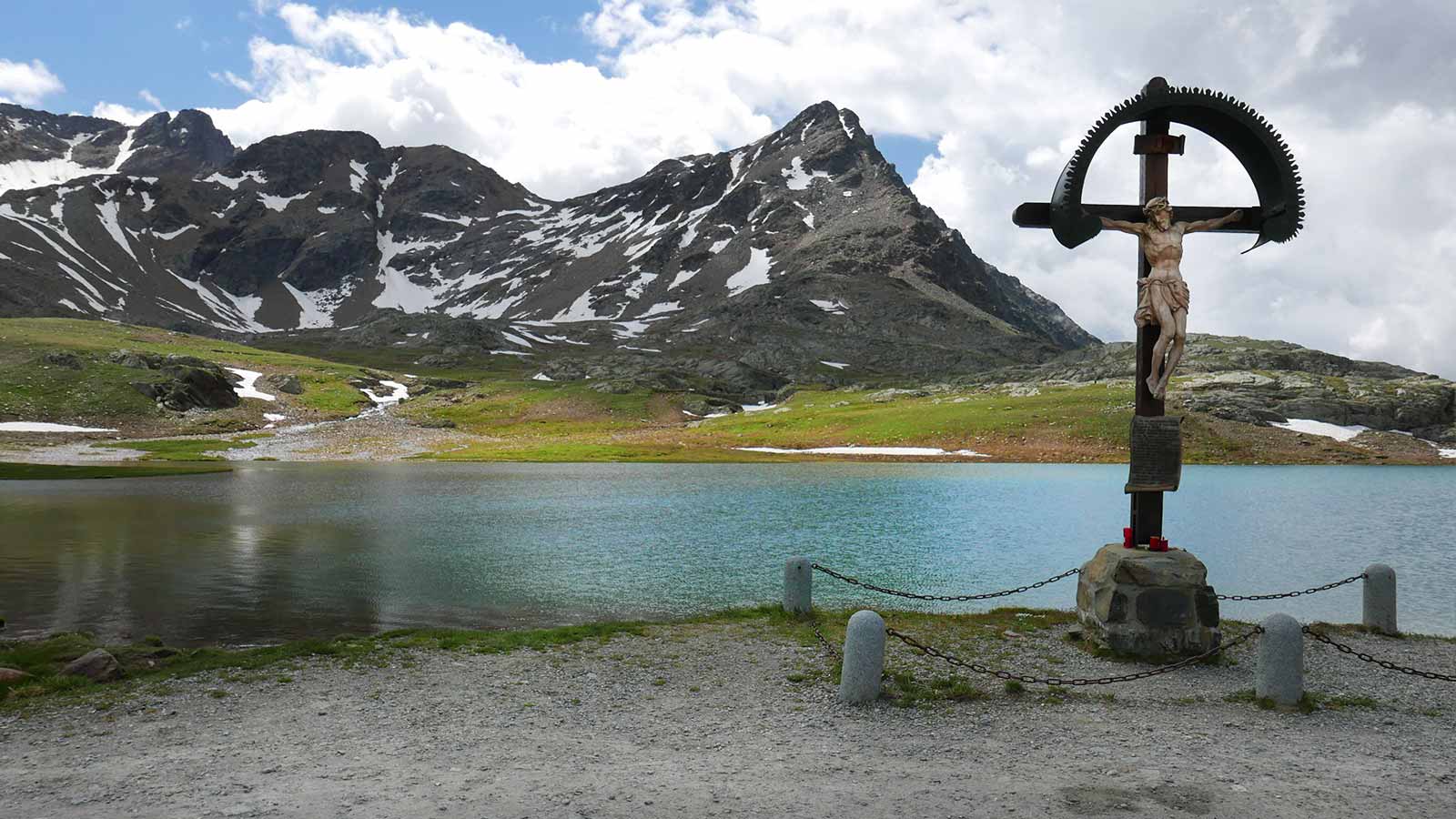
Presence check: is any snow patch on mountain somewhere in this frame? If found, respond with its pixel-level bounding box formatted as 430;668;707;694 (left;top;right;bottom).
723;248;774;298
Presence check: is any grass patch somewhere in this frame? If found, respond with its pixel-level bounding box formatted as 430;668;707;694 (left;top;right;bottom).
0;622;648;708
92;439;258;460
0;319;369;422
0;462;231;480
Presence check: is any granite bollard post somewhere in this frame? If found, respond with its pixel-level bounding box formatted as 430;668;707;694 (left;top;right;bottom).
1361;562;1400;637
784;557;814;613
839;609;885;705
1254;613;1305;708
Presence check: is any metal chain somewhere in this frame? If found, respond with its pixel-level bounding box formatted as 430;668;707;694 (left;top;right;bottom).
1303;625;1456;682
1216;571;1364;601
885;625;1264;686
810;611;843;660
811;562;1082;602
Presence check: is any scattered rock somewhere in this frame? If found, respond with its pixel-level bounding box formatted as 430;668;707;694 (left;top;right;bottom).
869;388;930;404
46;349;82;370
131;362;240;412
413;419;456;430
61;649;121;682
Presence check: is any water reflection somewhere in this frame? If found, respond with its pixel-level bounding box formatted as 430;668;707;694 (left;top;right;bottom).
0;463;1456;642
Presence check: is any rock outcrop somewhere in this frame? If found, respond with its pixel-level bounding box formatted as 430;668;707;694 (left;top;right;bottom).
61;649;121;682
0;102;1097;392
1077;543;1220;657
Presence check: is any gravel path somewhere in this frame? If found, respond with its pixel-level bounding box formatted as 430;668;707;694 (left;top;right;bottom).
0;615;1456;819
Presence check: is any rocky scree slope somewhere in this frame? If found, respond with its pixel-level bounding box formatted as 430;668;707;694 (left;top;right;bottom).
0;102;1097;383
0;104;235;192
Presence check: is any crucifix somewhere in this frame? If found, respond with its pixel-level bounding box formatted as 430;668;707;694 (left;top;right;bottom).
1012;77;1305;548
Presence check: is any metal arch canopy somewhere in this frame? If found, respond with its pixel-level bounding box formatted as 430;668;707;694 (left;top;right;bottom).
1048;86;1305;252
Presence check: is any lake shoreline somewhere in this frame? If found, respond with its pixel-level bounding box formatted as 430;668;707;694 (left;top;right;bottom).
0;608;1456;819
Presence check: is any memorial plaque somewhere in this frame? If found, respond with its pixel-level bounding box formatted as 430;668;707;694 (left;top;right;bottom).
1123;415;1182;492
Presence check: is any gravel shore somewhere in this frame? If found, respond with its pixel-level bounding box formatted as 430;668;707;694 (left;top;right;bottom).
0;612;1456;819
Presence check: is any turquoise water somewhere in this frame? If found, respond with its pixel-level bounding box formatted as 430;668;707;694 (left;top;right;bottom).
0;463;1456;642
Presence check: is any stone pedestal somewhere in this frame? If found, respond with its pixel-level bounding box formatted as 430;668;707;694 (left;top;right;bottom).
1077;543;1220;657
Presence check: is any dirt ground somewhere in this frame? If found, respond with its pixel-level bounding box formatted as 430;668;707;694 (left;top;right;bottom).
0;622;1456;819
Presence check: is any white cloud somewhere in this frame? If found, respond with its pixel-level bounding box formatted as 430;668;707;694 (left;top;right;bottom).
92;89;166;126
190;0;1456;376
0;56;66;105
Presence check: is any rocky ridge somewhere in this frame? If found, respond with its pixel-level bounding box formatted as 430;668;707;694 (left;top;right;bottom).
0;102;1097;382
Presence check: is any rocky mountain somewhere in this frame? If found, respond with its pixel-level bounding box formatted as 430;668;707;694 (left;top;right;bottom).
978;334;1456;446
0;102;1097;380
0;104;235;192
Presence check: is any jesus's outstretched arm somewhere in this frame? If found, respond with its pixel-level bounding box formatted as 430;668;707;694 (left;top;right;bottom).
1101;216;1143;236
1184;210;1243;233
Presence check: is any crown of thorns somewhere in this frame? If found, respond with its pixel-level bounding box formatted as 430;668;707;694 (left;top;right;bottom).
1143;197;1174;216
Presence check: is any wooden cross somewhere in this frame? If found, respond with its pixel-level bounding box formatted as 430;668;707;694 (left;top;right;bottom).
1012;77;1264;543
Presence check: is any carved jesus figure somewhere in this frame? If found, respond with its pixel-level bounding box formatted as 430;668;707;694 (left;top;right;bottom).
1102;197;1243;399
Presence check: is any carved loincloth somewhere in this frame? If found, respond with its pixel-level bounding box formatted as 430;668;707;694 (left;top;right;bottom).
1133;271;1188;327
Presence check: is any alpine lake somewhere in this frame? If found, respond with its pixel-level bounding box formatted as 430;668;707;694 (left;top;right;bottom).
0;462;1456;644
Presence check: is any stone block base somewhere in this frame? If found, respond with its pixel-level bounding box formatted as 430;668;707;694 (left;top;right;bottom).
1077;543;1220;657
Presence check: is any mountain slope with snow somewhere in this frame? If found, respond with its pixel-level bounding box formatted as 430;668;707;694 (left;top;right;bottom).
0;102;1095;379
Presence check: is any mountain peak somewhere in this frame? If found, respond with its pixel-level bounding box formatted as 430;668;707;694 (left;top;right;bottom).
0;100;1095;383
779;99;868;143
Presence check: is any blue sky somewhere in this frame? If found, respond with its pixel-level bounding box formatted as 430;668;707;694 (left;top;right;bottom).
0;0;1456;376
0;0;935;175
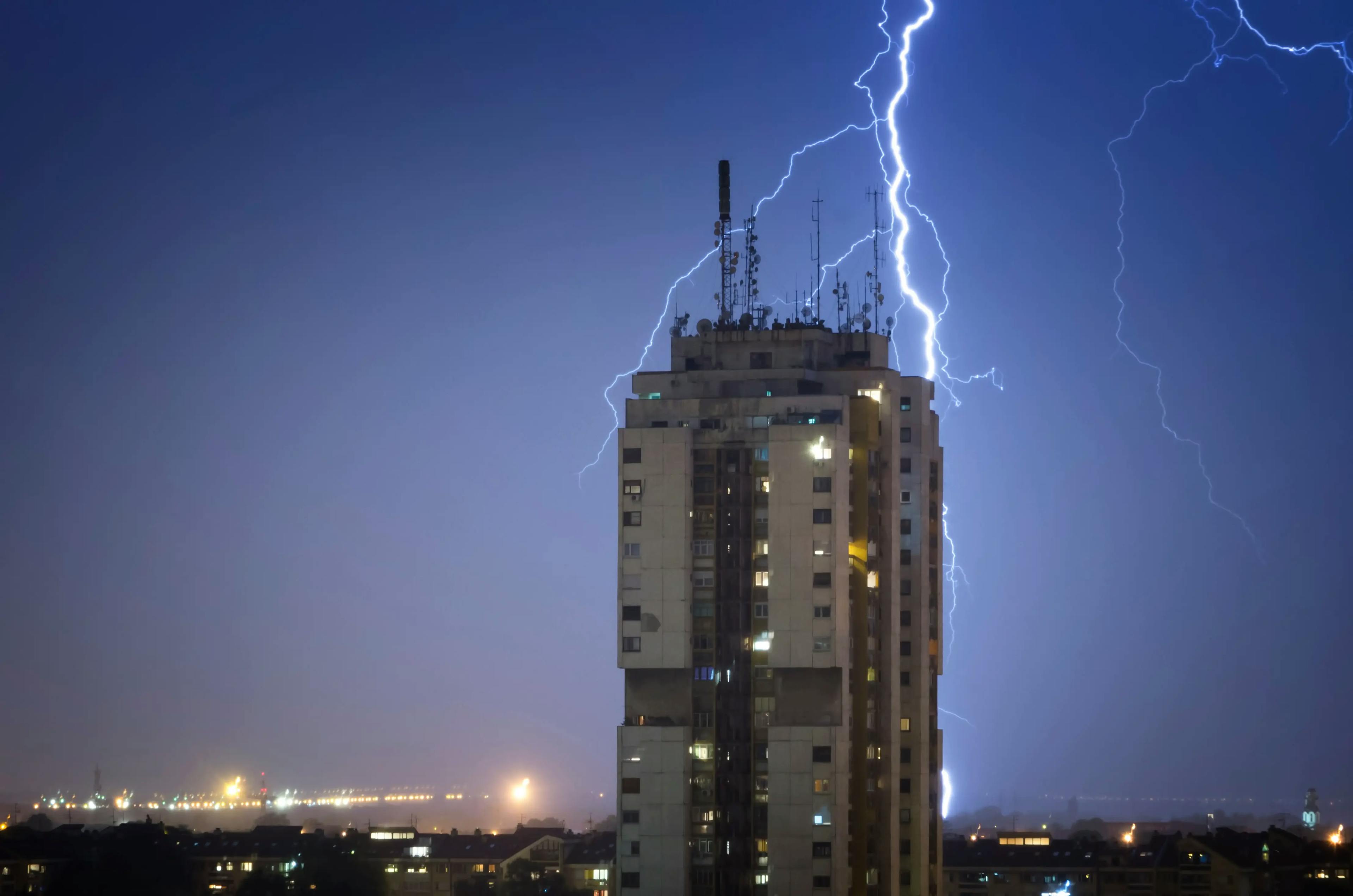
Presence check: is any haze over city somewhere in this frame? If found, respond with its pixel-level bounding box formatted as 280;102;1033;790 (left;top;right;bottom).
0;0;1353;845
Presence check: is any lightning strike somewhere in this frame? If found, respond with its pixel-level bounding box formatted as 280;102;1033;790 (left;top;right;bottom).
1105;0;1353;559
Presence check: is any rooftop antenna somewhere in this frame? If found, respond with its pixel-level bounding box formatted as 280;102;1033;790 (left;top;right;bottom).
813;193;823;321
865;188;884;333
715;158;737;323
743;209;766;329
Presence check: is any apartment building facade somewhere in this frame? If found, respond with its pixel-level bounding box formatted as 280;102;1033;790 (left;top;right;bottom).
616;320;944;896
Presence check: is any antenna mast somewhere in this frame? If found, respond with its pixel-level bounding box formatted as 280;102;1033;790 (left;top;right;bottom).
715;158;737;323
813;193;823;321
866;188;884;333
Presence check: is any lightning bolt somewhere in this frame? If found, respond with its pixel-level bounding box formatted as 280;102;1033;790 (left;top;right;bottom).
1105;0;1353;558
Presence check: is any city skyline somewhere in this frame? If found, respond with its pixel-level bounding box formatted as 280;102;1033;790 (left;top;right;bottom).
0;0;1353;811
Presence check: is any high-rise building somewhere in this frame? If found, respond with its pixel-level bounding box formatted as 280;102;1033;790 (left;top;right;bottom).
614;229;944;896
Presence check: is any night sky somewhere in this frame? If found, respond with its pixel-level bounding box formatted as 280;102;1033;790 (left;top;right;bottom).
0;0;1353;815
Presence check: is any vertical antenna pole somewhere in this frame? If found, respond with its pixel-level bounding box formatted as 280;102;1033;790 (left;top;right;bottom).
813;193;823;321
717;158;733;323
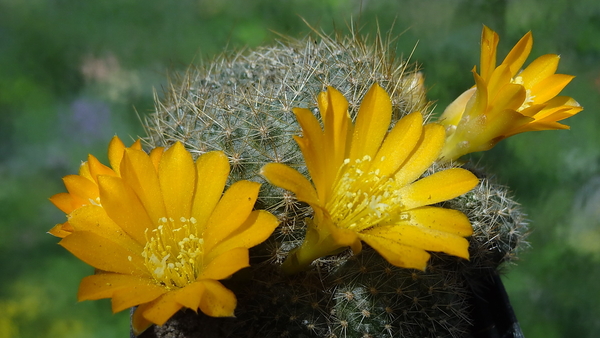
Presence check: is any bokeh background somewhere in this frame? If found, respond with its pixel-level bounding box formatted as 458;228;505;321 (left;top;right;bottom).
0;0;600;338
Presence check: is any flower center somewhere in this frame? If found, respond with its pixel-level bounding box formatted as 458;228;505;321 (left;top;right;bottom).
142;217;204;289
326;156;403;231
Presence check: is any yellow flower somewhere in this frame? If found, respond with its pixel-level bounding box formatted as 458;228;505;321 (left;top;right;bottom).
52;138;278;333
439;26;583;161
261;84;478;273
48;136;148;238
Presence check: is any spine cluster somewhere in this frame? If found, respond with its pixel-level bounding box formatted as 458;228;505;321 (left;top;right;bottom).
145;28;527;337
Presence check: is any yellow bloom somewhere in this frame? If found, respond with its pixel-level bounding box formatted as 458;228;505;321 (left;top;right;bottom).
48;136;148;238
440;26;583;161
52;138;278;333
262;84;478;273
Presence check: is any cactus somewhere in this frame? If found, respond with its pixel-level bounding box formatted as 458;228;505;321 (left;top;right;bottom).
142;27;527;337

──────────────────────────────

What needs to be done: Lay out the part of the listing starting at the line containing "Presence check: is any carved loincloth" and ending at the line containing "779;99;868;143", both ends included, as a two-column CSV with headers input and output. Give one row per input text paired with its output, putting each in a single quoted field with line breaks turned into spaces.

Reply to the task:
input,output
"Presence check: is any carved loincloth somewhere in this frame? If found, respond with its pixel-level bounding box formatted as 430;668;707;694 (left;top;right;bottom).","1133;271;1188;327"
"Presence check: is any alpine lake somewhere in this frame? If found, respond with its pixel-level bounding box formatted as 430;668;707;694 (left;top;right;bottom).","0;462;1456;644"
"Presence check: is any stone block base somewhere in this frame? If found, respond with its pixel-level bounding box formatted as 430;668;707;694 (left;top;right;bottom).","1077;543;1220;657"
"Presence check: is any mountain slope with snow somewhere in this frame? If found, respond with its pixel-level bounding box formatted as 430;668;707;694 (left;top;right;bottom).","0;102;1095;379"
"Presence check: is any mountain peak somewhere in this frame? If found, respond with its pixel-level bounding box formatted as 430;668;707;694 (left;top;right;bottom).","0;100;1095;383 779;99;868;143"